## Problems to solve
- A) In the opinion piece on Virginia's governance, which rights does the author say Virginia's citizens do not have?
- B) Condense the paragraph of the opinion piece on Virginia's governance that begins "Let's Summarize" into a bulleted list that retains its main points.
- C) Extend the opinion piece on Virginia's governance, picking up after its final sentence.

## Source text
════════

After These 2 Articles, I Never Want to Hear the Phrase “Best Managed State in the Country” Again


    After reading the latest articles on Bacon’s Rebellion, both by DJ Rippert, I never want to hear the phrase “best managed state in the country” about Virginia again. Why not? First, there are Virginia’s Numerous Governance Problems:

    Let’s Summarize: Virginia’s governance system has an all-powerful General Assembly. The governor is a short timer from the day he or she is elected. The localities are too small and underpowered to challenge the Clown Show. The judiciary exists at the behest of the Clown Show. And the citizens have no recall, initiative or referendum rights. Meanwhile, anybody with money can buy an unlimited level of influence from our General Assembly.

    Free trips to France on Air Uranium, anyone? Oh wait, first you have to get elected – if you miraculously happen to live in a competitive district with an incumbent who isn’t completely entrenched, that is. Good luck!

════════

(Source data)

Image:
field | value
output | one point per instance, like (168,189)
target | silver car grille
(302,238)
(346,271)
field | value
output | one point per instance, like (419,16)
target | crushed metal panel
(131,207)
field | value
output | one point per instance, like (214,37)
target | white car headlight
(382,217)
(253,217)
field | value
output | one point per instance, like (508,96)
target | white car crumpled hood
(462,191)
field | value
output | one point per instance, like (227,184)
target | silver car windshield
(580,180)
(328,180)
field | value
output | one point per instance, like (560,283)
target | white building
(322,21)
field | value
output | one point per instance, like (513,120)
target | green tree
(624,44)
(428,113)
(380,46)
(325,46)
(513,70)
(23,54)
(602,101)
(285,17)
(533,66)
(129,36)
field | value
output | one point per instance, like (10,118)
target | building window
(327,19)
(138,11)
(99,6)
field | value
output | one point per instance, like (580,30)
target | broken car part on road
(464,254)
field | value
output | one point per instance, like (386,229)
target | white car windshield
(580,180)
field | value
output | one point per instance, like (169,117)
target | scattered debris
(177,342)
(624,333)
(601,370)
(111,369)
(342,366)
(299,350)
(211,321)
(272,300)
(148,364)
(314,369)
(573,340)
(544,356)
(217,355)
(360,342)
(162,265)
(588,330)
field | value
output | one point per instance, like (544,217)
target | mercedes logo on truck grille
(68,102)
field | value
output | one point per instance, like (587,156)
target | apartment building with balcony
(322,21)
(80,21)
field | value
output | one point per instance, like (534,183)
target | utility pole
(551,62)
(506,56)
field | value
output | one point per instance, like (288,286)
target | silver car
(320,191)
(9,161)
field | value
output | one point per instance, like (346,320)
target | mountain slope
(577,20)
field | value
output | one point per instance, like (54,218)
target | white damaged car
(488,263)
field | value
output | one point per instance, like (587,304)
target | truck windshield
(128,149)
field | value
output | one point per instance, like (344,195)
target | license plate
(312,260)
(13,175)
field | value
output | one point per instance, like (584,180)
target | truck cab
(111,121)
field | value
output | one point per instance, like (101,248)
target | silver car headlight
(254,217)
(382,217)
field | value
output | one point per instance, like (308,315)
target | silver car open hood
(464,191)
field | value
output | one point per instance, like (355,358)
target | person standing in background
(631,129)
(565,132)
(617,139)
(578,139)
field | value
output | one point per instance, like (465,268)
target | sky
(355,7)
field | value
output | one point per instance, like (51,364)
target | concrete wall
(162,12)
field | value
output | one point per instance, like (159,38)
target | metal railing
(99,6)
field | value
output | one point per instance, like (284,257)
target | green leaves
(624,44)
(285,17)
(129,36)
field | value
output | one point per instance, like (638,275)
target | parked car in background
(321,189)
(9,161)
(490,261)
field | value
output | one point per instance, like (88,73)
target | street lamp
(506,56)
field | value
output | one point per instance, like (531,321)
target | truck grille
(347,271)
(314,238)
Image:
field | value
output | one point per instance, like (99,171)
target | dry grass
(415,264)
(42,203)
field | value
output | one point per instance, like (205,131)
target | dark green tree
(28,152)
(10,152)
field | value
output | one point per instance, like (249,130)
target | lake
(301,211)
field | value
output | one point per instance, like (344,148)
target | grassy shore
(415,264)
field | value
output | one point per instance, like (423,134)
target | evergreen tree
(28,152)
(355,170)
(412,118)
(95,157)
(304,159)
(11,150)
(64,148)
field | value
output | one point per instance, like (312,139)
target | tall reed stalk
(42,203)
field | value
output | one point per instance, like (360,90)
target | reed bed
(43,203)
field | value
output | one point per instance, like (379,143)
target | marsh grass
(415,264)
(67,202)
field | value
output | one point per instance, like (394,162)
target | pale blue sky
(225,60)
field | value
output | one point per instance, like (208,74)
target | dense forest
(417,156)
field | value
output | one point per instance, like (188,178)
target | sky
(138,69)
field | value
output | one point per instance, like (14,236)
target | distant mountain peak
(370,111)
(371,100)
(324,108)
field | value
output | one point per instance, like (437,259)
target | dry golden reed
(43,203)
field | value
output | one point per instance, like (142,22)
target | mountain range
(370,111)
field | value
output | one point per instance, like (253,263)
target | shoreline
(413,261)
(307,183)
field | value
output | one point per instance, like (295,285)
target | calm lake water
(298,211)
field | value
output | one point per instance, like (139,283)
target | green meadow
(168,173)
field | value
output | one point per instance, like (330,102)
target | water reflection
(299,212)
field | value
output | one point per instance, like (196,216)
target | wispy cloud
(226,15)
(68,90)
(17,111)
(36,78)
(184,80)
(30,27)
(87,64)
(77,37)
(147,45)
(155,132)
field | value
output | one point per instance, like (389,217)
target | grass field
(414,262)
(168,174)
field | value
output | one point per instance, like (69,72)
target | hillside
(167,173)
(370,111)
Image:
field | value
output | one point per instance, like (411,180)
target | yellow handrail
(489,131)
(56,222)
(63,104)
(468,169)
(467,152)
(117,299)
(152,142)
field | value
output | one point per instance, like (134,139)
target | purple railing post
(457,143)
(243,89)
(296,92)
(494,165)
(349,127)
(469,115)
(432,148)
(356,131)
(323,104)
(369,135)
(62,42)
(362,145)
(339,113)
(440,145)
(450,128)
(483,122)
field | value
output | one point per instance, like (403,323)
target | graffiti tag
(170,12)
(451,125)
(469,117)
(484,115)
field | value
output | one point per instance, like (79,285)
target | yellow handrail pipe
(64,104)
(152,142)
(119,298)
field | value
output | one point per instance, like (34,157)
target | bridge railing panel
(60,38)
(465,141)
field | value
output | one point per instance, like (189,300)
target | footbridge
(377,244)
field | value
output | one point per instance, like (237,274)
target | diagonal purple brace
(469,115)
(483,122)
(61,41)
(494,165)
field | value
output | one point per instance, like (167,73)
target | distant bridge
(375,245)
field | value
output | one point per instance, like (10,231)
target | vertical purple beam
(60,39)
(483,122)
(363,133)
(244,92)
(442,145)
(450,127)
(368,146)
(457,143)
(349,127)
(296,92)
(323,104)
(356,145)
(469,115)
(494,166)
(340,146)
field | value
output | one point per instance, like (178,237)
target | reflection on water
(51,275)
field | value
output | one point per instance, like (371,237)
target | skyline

════════

## Outputs for the tasks
- A) Recall, initiative, and referendum rights.

- B)
- Virginia's General Assembly is all-powerful.
- The governor is a short timer from the day of election.
- Localities are too small and underpowered to challenge the General Assembly.
- The judiciary exists at the behest of the General Assembly.
- Citizens have no recall, initiative, or referendum rights.
- Anyone with money can buy unlimited influence from the General Assembly.

- C)
    Second, check out Virginia is for Sheeple:

    GA uber alles, clowns for life. Virginia’s General Assembly has passed laws neutering the executive and legislative branches of the state government. It has adopted a strict Dillon’s Rule implementation that effectively shuts out the local governments. Yet this is only the tip of the iceberg. The Clown Show in Richmond assures not only its omnipotence but the permanence of its members.

    This permanence is created through odd year elections, unlimited campaign contributions, shameless gerrymandering and other artifices. The end result is the state with the least competitive legislative elections in every year where the level of competitiveness has been measured.

    Any further questions? Good, now can every self-serving politician please STOP using the phrase “best managed state in the country?” It’s bull-you-know-what, and you know it! Instead, how about let’s all work to fix this unholy, Byrd Machine mess and stop pretending that everything’s hunky dory in the Old Dominion? Unless, that is, we all find it easier to be “sheeple” (just watch out for the wolves, though)!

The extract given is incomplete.